-------- DATA FOR THE TASK --------

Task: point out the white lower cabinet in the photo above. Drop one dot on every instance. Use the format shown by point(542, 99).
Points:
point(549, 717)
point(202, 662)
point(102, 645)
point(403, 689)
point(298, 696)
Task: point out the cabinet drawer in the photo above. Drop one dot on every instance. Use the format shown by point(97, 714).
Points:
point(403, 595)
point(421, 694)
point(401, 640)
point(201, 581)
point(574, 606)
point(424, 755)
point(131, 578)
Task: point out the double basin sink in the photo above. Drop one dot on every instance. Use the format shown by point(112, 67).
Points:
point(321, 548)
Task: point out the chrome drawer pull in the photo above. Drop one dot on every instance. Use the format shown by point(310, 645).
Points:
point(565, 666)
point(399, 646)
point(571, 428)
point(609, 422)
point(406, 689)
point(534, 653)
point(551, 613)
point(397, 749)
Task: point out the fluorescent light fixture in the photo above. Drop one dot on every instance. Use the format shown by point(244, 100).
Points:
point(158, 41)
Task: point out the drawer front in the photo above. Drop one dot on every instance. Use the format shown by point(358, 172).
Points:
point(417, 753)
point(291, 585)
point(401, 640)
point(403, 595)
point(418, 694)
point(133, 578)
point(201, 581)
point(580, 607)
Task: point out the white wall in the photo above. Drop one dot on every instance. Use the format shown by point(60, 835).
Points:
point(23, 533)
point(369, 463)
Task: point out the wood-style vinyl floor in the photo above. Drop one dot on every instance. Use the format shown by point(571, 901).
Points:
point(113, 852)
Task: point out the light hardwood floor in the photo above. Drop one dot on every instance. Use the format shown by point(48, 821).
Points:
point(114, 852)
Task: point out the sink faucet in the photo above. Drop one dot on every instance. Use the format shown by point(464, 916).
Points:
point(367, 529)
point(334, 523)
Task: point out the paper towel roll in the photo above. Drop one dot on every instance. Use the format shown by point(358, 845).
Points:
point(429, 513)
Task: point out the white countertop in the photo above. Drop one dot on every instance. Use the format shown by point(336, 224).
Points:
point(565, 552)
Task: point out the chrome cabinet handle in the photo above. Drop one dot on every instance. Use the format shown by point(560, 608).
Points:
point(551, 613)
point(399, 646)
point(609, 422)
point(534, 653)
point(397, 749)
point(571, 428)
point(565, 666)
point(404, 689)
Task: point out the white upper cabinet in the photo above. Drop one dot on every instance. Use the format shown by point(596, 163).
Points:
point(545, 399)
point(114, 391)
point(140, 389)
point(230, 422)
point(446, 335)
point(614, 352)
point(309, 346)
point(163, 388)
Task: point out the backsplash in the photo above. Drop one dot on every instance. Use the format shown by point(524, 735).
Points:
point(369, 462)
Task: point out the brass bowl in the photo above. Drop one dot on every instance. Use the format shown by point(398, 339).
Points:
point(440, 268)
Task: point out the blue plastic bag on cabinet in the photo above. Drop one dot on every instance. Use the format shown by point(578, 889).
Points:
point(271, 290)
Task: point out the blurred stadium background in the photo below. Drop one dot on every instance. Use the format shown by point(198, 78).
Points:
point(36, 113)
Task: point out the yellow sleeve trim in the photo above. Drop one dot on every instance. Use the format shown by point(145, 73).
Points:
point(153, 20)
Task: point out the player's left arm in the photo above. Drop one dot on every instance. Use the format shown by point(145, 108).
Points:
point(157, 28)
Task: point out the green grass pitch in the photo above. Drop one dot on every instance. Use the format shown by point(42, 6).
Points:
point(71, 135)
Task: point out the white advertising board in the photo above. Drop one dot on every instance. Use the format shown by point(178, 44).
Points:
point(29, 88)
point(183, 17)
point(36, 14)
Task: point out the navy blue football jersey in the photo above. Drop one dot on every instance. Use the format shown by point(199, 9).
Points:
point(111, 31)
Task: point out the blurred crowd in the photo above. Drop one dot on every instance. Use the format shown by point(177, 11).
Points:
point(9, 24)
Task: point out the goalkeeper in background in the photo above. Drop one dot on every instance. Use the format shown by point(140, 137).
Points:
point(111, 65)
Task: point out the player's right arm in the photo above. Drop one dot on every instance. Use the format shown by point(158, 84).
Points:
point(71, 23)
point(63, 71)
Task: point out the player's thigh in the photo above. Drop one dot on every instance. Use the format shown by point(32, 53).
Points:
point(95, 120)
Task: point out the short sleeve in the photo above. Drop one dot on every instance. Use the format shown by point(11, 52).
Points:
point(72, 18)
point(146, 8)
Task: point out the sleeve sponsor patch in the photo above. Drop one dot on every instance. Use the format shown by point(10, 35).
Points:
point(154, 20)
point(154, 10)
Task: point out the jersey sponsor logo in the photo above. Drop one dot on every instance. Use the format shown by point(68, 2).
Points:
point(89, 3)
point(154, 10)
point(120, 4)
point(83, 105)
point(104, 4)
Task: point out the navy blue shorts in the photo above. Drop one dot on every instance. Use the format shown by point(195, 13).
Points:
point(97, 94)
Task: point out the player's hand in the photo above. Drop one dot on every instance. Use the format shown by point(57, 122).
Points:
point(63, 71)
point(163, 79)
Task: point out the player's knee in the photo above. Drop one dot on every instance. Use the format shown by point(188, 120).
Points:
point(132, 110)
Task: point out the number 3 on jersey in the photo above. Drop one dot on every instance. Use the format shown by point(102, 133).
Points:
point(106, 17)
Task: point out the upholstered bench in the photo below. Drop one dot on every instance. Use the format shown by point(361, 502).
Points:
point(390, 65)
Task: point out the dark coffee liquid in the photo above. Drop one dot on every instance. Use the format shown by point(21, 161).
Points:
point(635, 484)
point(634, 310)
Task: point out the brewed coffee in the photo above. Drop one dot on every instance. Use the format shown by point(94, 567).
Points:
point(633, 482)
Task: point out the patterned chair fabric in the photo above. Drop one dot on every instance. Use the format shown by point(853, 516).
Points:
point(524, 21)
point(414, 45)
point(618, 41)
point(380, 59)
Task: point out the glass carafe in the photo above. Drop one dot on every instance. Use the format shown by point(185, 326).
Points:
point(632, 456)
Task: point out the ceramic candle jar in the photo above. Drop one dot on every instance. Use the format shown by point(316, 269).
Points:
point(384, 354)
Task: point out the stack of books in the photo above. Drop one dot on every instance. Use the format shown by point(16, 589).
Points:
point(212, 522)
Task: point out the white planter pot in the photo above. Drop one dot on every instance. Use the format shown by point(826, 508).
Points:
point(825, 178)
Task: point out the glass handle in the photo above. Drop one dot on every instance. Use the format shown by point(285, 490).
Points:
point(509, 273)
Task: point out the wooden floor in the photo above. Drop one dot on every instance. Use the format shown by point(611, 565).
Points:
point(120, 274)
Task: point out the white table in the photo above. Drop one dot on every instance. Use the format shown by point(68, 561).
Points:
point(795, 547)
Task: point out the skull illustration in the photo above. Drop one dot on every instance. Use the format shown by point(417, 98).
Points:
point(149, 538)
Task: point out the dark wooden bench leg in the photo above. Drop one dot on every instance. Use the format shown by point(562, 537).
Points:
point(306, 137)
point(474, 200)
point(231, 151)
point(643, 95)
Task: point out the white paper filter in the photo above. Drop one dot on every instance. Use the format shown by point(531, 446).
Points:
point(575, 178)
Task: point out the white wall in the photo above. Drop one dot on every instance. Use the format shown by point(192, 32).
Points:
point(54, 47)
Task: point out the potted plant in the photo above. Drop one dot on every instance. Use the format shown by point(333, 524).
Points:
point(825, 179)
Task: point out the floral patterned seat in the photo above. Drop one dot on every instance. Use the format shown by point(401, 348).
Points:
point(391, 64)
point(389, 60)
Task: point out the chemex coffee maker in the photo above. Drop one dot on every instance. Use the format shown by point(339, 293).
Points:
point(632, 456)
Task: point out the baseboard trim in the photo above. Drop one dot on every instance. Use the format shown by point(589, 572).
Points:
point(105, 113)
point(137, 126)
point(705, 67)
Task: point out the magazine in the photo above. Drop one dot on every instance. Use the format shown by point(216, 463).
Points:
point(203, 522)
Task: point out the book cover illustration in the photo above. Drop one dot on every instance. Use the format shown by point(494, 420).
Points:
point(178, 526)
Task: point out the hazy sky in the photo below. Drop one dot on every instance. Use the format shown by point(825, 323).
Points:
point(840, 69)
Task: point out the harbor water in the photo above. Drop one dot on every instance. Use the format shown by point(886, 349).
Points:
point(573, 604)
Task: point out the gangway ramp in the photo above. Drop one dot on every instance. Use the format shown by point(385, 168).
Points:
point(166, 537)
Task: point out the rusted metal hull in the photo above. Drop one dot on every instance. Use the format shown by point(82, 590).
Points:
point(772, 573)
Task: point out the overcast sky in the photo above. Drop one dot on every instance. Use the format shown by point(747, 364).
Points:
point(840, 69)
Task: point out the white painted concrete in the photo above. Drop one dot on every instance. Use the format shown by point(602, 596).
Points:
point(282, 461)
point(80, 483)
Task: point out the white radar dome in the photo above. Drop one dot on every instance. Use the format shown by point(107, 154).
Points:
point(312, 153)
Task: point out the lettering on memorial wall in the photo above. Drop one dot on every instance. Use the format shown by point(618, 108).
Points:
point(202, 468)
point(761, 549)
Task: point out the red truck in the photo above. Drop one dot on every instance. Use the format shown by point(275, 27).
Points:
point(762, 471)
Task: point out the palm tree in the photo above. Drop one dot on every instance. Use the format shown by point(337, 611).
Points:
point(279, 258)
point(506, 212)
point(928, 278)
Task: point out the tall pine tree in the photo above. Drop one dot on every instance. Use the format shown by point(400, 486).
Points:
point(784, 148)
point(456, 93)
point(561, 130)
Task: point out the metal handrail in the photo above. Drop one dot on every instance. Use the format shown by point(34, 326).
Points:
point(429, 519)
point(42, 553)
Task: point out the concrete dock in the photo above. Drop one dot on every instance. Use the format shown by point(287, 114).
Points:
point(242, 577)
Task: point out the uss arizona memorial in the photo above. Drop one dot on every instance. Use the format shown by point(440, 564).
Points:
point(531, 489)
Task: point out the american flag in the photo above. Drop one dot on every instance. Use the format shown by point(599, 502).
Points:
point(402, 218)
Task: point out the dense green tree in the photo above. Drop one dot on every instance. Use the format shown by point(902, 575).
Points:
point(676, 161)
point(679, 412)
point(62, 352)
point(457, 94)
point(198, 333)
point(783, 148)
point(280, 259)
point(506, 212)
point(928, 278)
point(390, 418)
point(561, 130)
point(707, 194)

--------

→ **GOAL OF THE EXERCISE**: Rescale the entries from the start through the line containing "point(321, 548)", inclusive. Give each of those lines again in full, multiplying every point coordinate in the answers by 2.35 and rounding to whole numbers, with halves rounded up, and leave every other number and word unchanged.

→ **RIGHT ANSWER**:
Task: point out the white lower cabinet in the photo above. Drop one dot on every instance. Use the format shown by point(542, 99).
Points:
point(1290, 1685)
point(475, 1556)
point(240, 1516)
point(947, 1619)
point(700, 1636)
Task: point out the cabinet drawer in the photo above. Drop one dot on every instance. Use the format shown by point(97, 714).
Points:
point(947, 1398)
point(989, 1631)
point(942, 1504)
point(472, 1365)
point(1349, 1424)
point(996, 1774)
point(308, 1358)
Task: point out the double basin sink in the photo above. Drop one dot on every instance. Use the format shown by point(112, 67).
Points:
point(754, 1288)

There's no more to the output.